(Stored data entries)
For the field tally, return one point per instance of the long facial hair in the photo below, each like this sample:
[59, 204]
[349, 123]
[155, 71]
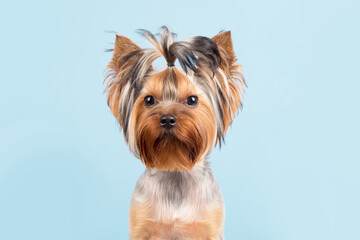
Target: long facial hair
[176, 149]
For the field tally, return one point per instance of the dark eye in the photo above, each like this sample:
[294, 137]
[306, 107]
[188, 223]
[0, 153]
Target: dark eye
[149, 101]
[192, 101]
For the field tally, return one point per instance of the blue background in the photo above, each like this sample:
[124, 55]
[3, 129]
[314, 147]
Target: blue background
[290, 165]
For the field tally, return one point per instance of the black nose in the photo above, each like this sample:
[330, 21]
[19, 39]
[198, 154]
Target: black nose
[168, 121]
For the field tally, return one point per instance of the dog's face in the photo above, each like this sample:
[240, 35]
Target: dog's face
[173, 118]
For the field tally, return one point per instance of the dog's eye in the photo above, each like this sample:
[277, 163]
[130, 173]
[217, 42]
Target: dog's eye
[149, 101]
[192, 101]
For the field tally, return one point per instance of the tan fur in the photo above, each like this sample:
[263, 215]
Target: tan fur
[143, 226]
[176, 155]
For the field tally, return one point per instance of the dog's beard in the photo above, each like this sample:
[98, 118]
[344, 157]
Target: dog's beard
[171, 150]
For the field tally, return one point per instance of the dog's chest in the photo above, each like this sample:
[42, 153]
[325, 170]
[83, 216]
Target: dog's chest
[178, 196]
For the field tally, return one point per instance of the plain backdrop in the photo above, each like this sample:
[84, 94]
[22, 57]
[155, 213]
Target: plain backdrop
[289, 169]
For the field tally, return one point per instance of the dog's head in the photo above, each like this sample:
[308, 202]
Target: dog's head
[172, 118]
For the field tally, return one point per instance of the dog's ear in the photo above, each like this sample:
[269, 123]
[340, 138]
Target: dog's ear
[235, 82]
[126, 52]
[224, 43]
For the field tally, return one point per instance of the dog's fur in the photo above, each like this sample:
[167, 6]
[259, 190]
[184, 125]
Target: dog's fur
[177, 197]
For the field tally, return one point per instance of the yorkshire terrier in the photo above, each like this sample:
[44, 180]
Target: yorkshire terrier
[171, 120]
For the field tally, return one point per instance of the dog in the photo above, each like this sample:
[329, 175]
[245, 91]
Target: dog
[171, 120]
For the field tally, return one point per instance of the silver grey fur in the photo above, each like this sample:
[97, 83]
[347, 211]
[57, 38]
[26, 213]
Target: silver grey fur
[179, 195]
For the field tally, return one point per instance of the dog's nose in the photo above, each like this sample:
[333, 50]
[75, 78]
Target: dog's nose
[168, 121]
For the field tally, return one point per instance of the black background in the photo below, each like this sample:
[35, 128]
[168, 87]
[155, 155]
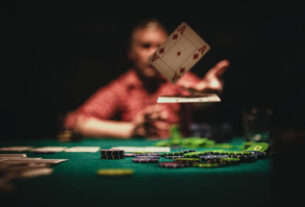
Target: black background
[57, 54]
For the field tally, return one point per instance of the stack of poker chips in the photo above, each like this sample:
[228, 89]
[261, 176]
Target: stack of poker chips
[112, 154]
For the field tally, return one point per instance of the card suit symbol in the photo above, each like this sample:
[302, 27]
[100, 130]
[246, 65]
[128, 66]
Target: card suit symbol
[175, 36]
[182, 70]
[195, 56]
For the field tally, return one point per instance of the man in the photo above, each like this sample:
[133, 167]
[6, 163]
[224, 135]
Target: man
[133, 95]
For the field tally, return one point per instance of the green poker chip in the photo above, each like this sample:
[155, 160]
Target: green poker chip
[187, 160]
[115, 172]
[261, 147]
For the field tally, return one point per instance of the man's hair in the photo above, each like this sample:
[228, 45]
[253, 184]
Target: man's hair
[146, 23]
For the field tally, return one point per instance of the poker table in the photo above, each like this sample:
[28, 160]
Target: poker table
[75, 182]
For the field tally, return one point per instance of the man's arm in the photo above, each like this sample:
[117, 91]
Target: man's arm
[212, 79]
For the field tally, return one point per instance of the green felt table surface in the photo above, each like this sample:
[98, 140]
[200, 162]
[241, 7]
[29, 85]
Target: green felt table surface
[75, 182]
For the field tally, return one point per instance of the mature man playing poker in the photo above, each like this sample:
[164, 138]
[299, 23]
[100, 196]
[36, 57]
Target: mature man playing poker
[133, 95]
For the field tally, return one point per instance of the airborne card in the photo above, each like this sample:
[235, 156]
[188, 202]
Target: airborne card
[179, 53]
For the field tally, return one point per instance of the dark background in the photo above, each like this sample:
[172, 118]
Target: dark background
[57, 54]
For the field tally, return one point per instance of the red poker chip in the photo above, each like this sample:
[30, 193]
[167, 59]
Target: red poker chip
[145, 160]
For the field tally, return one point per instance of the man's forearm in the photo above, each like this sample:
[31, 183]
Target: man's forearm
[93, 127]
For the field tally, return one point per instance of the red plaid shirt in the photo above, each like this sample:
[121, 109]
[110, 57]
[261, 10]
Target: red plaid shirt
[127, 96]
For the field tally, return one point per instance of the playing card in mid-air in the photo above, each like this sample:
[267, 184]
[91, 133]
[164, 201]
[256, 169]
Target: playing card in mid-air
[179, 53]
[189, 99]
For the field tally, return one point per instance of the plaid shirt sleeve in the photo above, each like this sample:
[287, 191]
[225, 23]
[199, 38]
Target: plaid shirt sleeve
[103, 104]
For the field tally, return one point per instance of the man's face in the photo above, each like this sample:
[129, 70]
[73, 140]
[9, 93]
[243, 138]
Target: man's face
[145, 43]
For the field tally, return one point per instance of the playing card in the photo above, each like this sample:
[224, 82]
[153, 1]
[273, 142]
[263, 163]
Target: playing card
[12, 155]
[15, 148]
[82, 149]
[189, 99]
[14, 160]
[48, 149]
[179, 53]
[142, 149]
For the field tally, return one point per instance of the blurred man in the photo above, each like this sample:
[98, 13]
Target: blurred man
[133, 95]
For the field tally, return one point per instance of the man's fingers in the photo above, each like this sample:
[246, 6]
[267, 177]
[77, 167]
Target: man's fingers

Problem requirements —
Write the records out exactly, dropping every image.

Response area —
For the field tally, return one point per instance of the long facial hair in the photo below, each like this sample:
[59, 204]
[349, 123]
[155, 71]
Target: long facial hair
[176, 149]
For the field tally, return one point per instance of the dark eye in the photo above, each like this sample:
[294, 137]
[306, 107]
[188, 223]
[0, 153]
Target: dark eye
[149, 101]
[192, 101]
For the field tally, return one point per instance of the blue background in the photo above, each like this sample:
[124, 55]
[3, 129]
[314, 147]
Target: blue background
[290, 165]
For the field tally, return one point per instance of the black nose in the photo above, each like this sample:
[330, 21]
[19, 39]
[198, 154]
Target: black nose
[168, 121]
For the field tally, return one point per instance of the dog's face in the photo above, each like this sample:
[240, 35]
Target: dog's face
[173, 118]
For the field tally, return one point per instance of the dog's eye in the photo above, each like this sample:
[277, 163]
[130, 173]
[217, 42]
Target: dog's eye
[149, 101]
[192, 101]
For the field tally, return one point per instance of the tan fur in the photo above, each like this sample:
[263, 215]
Target: tan fur
[143, 226]
[176, 155]
For the field tally, return one point per instance of the dog's beard in the photo above, each like this sample:
[98, 118]
[344, 157]
Target: dog's beard
[171, 150]
For the field tally, return one point per instance of the dog's chest in the photo above, each like this sample:
[42, 153]
[325, 170]
[83, 216]
Target: dog's chest
[178, 196]
For the field tally, return one point per instance of the plain backdrop in the photo above, each like this sample:
[84, 94]
[22, 57]
[155, 213]
Target: plain backdrop
[289, 169]
For the field tally, return one point per instance of the dog's head in the photo above, each like this sample:
[308, 202]
Target: dog's head
[172, 118]
For the field tally, return one point per instance of the dog's ear in the photo above, each like this sample:
[269, 123]
[340, 138]
Target: dog's ear
[235, 82]
[126, 52]
[224, 43]
For the field tally, return one point per instance of the dog's fur in the photo above, each like this sample:
[167, 6]
[259, 190]
[184, 125]
Target: dog's fur
[177, 197]
For the field tally, return one point per instance of the yorkshire terrier in the photo above, each like this sample:
[44, 180]
Target: yorkshire terrier
[171, 120]
For the field tally, return one point per instance of the dog in the photo above, each like this sample:
[329, 175]
[245, 91]
Target: dog
[171, 120]
For the field tally, return one point per instance of the silver grey fur in the photo above, each like this sample:
[97, 83]
[347, 211]
[57, 38]
[26, 213]
Target: silver grey fur
[179, 195]
For the field tally, return one point per instance of the dog's nose in the photo above, each like this sample:
[333, 50]
[75, 78]
Target: dog's nose
[168, 121]
For the field tally, return one point per instance of the black background in the photo below, each like this sample:
[35, 128]
[168, 87]
[155, 155]
Target: black background
[57, 54]
For the field tally, return one point per instance of the stack of poker chips in the photo above, each like this sample:
[228, 89]
[261, 176]
Target: stack of poker chips
[112, 154]
For the field tally, return one point per instance of the card suit symbol in the photo above, each like this sample:
[302, 27]
[100, 130]
[246, 65]
[128, 66]
Target: card suit symbol
[175, 36]
[182, 70]
[195, 56]
For the field tally, return one point per instance of the man in the photo above, each like this sample:
[133, 167]
[6, 163]
[224, 135]
Target: man
[133, 95]
For the field tally, return one point per instance of the green poker chip in the photo above, each like this sample:
[155, 160]
Target: green poker chip
[187, 160]
[115, 172]
[261, 147]
For the field tally, return one point per instance of the man's hair in the photo above, each like this sample:
[228, 45]
[253, 184]
Target: man's hair
[146, 23]
For the field tally, return one point per instance of the poker table in the photo above, each like this sample:
[28, 160]
Target: poker table
[75, 182]
For the field tally, return one point per instance of the man's arm in the photo above, each like this sample:
[117, 91]
Target: man's arm
[212, 79]
For the field tally, return one point per instance of the green felt table surface in the photo above, each like this sample:
[98, 140]
[200, 162]
[241, 7]
[29, 85]
Target: green felt table surface
[75, 182]
For the field tally, return one point per instance of the mature man playing poker in the photo above, each like this sample:
[164, 138]
[299, 23]
[100, 196]
[36, 57]
Target: mature man playing poker
[133, 95]
For the field tally, return one point per instance of the airborne card in the photo above, each like this sample:
[235, 156]
[188, 202]
Target: airborne card
[179, 53]
For the field tally, return one point per instance of the dark background in the photo above, each like this sample:
[172, 118]
Target: dark background
[57, 54]
For the field tally, return one point per instance of the red poker chip in the photo above, each like this sample:
[30, 193]
[167, 59]
Target: red poker chip
[145, 160]
For the field tally, return one point per instance of the man's forearm in the photo above, each like this sample:
[31, 183]
Target: man's forearm
[93, 127]
For the field tally, return one point per instance of the red plaid shirt in the photo above, each like this sample:
[121, 109]
[110, 57]
[261, 10]
Target: red plaid shirt
[127, 96]
For the field tally, return one point per instance of the playing card in mid-air in the photo above, each like this sample:
[267, 184]
[91, 133]
[164, 201]
[256, 169]
Target: playing card in mid-air
[179, 53]
[189, 99]
For the field tally, return one point per instance of the plaid shirt sleeve in the photo above, each like this sample:
[287, 191]
[225, 23]
[199, 38]
Target: plaid shirt sleeve
[103, 104]
For the field tally, return one point per instance of the man's face in the photo above, each like this sample:
[129, 70]
[73, 140]
[9, 93]
[243, 138]
Target: man's face
[145, 43]
For the field tally, return one point per instance of the playing card in the photo above, each like this sample:
[224, 82]
[153, 1]
[273, 142]
[263, 163]
Target: playing card
[12, 155]
[15, 148]
[82, 149]
[189, 99]
[14, 160]
[48, 149]
[179, 53]
[142, 149]
For the field tally, return one point per instance of the blurred man in the photo above, each like this sample:
[98, 13]
Target: blurred man
[133, 95]
For the field tally, return one point per instance of the man's fingers in the photo above, each like this sample:
[246, 6]
[267, 177]
[77, 167]
Target: man's fingers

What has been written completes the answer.